Count the lines in the listing below that contain the string "plastic", matching case exactly, and give only that number.
============================================================
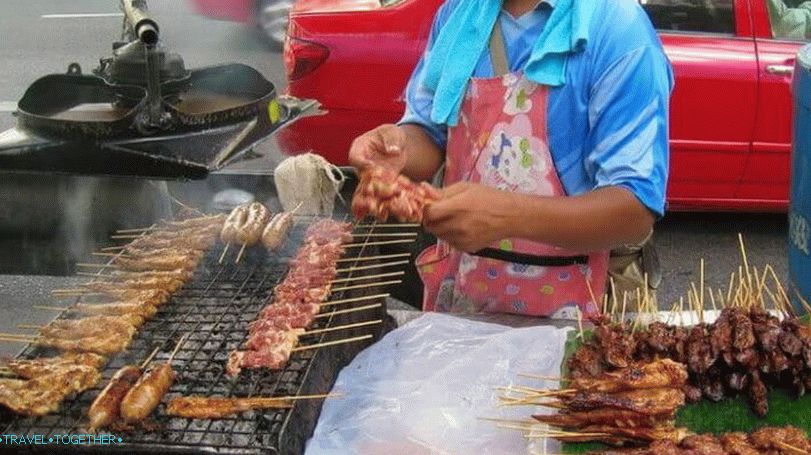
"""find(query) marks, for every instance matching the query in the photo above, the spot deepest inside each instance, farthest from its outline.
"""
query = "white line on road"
(80, 15)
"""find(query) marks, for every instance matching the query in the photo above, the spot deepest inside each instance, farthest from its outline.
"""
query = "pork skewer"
(106, 408)
(142, 399)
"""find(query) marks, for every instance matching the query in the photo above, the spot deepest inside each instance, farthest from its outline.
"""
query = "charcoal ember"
(738, 381)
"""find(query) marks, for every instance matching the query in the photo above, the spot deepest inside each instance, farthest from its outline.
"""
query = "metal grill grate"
(215, 309)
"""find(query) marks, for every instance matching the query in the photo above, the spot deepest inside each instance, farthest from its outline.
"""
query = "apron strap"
(498, 51)
(531, 259)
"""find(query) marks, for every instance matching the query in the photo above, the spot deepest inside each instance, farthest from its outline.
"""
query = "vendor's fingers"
(453, 190)
(430, 191)
(392, 139)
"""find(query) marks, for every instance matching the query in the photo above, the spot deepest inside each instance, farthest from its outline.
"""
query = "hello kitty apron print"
(501, 141)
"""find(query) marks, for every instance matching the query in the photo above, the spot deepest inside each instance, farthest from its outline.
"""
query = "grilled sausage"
(147, 393)
(235, 221)
(106, 408)
(276, 231)
(251, 232)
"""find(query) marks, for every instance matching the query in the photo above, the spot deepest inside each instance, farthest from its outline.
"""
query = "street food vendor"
(549, 122)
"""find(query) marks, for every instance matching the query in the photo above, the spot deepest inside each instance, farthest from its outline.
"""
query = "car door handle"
(780, 70)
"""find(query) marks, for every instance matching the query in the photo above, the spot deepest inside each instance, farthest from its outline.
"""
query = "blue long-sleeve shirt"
(608, 124)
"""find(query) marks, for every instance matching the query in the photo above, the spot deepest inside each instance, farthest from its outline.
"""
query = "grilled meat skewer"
(145, 396)
(31, 368)
(218, 408)
(106, 408)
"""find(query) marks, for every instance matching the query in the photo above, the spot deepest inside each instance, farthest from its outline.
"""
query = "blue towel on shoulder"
(461, 41)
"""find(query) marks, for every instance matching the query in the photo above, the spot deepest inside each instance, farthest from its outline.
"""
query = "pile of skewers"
(747, 349)
(637, 404)
(382, 193)
(147, 271)
(768, 440)
(297, 301)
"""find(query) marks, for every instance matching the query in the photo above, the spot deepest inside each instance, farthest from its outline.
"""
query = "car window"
(703, 16)
(790, 19)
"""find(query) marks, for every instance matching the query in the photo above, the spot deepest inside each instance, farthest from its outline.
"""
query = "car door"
(712, 50)
(766, 179)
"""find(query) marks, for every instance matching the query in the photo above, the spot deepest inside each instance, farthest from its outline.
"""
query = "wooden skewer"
(30, 327)
(349, 310)
(386, 234)
(332, 343)
(241, 252)
(49, 308)
(367, 285)
(792, 449)
(15, 335)
(367, 277)
(16, 340)
(387, 225)
(94, 275)
(149, 359)
(373, 266)
(382, 242)
(224, 251)
(110, 255)
(95, 266)
(541, 377)
(180, 343)
(343, 327)
(375, 258)
(355, 299)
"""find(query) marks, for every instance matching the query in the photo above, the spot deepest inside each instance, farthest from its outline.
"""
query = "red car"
(730, 112)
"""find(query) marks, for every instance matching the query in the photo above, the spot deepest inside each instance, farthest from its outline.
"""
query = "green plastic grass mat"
(729, 415)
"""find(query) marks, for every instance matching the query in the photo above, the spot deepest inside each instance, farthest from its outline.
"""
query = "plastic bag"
(424, 388)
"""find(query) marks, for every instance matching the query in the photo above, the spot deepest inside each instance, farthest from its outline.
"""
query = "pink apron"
(501, 141)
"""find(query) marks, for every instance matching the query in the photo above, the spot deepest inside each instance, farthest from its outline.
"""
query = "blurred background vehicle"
(270, 16)
(730, 110)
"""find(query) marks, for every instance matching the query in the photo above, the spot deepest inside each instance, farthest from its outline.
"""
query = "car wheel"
(273, 19)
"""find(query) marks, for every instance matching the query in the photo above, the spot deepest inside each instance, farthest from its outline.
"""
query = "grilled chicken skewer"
(32, 368)
(106, 408)
(142, 399)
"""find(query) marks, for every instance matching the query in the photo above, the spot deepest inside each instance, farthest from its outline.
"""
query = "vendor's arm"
(627, 162)
(415, 146)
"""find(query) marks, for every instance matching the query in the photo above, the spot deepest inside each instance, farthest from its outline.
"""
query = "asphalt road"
(32, 46)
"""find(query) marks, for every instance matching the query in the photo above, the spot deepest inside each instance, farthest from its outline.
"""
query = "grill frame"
(246, 289)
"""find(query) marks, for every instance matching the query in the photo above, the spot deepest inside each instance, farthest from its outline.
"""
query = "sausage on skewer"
(147, 393)
(106, 408)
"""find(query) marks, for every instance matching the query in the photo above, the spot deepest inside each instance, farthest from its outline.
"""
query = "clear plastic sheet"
(425, 387)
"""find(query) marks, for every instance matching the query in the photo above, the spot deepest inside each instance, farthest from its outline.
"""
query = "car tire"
(272, 20)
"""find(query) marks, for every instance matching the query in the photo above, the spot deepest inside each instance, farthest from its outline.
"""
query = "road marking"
(80, 15)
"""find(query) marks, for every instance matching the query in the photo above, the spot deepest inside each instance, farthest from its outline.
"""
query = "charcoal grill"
(215, 309)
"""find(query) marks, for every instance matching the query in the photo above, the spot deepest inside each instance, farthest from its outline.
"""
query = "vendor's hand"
(469, 216)
(383, 146)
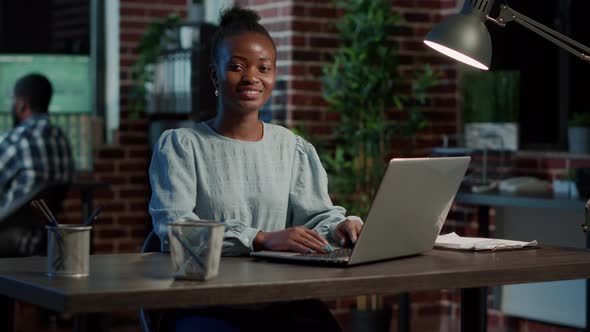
============================================================
■ **Correct answer**
3